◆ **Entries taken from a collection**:
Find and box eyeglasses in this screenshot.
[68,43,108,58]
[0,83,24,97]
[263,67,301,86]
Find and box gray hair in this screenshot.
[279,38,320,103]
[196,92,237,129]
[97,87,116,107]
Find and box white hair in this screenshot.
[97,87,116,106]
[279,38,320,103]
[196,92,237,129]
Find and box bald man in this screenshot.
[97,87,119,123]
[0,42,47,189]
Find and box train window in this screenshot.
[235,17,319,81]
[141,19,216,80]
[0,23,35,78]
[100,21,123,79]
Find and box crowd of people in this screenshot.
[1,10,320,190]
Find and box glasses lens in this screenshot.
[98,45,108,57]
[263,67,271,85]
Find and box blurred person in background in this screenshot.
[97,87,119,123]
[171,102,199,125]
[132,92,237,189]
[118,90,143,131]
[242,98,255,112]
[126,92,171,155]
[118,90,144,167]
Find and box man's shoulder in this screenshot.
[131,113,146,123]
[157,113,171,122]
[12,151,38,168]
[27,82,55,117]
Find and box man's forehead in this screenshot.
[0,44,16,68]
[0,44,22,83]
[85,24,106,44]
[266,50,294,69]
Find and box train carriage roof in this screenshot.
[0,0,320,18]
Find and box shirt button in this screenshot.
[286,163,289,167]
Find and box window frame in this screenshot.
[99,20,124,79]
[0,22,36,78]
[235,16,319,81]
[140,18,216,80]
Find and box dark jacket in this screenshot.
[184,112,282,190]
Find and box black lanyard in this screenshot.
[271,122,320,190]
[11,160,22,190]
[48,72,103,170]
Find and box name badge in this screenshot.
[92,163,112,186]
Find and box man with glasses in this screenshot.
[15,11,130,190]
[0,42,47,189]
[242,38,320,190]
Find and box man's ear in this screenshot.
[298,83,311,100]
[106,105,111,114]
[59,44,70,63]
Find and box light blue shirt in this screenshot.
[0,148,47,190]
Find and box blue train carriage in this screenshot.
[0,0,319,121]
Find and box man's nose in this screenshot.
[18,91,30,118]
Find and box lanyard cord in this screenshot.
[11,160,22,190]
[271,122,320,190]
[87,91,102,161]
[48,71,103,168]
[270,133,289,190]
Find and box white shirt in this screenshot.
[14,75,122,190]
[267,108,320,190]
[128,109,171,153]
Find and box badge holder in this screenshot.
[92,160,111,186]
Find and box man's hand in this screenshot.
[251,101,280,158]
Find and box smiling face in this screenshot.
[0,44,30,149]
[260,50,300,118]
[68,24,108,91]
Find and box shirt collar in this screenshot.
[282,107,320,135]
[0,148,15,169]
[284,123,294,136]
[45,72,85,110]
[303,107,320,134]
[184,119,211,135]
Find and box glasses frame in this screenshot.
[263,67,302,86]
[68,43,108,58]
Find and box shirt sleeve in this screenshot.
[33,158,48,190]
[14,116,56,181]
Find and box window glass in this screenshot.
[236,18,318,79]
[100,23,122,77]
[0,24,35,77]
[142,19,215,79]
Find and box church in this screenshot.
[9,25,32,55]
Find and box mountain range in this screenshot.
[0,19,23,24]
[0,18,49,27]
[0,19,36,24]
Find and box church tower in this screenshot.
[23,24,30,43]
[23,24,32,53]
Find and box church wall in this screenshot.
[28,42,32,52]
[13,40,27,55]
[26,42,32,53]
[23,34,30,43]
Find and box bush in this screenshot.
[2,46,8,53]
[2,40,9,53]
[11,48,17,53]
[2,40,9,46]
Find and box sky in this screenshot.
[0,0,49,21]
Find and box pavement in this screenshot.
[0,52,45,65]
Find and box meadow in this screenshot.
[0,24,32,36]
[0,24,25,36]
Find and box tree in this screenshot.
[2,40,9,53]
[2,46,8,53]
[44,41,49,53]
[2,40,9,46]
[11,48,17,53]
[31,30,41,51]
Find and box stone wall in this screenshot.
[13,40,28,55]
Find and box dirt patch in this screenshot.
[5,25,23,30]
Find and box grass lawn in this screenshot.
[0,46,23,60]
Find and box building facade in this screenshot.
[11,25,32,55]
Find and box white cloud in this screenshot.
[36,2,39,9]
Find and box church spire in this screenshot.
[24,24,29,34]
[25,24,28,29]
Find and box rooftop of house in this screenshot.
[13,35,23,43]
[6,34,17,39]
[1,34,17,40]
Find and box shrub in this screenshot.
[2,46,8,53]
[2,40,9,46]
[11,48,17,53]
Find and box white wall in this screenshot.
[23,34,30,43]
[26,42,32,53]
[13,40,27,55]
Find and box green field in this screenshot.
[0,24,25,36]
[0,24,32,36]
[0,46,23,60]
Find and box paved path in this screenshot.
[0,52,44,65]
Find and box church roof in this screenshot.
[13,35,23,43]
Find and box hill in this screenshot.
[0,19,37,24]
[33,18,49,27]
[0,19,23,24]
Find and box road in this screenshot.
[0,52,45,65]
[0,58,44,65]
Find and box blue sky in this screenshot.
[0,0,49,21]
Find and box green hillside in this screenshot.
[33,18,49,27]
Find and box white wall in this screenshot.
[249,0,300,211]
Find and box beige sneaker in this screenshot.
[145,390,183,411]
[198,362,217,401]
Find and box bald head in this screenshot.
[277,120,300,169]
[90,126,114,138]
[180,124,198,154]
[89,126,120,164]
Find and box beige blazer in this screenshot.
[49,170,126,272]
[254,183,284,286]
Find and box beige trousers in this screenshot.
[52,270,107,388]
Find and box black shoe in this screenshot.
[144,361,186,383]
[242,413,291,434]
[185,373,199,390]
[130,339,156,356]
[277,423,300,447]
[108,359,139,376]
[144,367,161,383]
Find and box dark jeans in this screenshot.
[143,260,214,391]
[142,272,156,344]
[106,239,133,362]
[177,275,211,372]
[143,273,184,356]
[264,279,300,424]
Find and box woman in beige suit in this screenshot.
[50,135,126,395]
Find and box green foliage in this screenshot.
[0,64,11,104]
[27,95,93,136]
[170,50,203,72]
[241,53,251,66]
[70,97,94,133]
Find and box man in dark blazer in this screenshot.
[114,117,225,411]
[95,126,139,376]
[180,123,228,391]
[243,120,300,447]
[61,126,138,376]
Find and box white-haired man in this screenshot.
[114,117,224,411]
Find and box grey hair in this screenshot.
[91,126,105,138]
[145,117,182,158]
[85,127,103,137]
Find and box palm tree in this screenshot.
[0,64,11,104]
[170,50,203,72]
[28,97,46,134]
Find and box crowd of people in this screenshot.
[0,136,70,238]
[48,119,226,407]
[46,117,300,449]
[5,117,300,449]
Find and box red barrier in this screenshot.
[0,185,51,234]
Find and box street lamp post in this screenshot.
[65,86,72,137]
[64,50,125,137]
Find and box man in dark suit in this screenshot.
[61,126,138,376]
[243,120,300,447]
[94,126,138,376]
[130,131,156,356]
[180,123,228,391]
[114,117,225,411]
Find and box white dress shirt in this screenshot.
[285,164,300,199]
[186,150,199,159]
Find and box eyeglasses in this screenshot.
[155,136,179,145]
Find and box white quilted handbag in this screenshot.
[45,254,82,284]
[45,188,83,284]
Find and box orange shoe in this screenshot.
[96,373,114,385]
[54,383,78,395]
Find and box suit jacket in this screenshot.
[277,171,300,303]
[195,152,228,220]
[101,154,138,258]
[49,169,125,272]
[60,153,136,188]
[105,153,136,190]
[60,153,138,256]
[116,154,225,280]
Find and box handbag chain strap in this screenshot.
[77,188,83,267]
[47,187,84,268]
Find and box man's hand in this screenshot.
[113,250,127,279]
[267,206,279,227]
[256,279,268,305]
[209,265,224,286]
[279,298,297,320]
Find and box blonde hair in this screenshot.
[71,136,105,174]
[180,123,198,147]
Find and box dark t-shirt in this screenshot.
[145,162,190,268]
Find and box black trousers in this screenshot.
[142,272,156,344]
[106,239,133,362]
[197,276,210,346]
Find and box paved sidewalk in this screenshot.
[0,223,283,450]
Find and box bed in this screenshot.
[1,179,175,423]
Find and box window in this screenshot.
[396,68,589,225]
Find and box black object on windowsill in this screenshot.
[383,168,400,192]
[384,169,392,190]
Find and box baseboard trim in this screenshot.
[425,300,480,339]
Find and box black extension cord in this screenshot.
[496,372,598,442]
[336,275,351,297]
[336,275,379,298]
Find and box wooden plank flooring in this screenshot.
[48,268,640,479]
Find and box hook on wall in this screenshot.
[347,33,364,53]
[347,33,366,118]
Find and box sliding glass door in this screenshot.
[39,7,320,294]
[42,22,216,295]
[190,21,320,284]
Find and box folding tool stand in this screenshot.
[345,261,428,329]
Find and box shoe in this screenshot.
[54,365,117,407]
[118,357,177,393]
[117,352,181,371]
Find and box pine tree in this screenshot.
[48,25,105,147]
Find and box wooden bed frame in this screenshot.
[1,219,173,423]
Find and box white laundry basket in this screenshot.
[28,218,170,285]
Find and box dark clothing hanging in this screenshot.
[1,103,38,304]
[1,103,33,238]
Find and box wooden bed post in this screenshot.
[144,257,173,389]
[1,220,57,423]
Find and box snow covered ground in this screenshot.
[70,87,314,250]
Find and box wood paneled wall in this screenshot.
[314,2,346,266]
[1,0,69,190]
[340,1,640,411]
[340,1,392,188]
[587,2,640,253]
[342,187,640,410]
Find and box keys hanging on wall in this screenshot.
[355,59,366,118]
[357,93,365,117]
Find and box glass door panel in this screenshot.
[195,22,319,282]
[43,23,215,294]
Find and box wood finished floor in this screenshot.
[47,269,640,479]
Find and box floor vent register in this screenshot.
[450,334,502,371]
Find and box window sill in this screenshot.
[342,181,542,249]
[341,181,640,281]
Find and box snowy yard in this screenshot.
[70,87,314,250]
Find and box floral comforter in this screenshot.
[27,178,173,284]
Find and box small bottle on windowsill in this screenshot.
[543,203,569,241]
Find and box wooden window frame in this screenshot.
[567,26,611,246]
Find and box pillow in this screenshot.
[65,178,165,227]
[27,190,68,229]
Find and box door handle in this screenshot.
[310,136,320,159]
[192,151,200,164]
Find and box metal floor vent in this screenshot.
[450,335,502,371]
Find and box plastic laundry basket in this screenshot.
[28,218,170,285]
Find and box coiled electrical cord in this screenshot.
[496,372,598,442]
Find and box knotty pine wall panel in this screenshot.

◆ **Assignment**:
Restate, word for word, the final stretch of the entries above: the line containing "Find and box coiled" and every line after it, up to and including the last.

◆ **Answer to this task**:
Find and box coiled electrical cord in this screenshot.
[496,372,598,442]
Find and box knotty pine wall panel in this screenshot.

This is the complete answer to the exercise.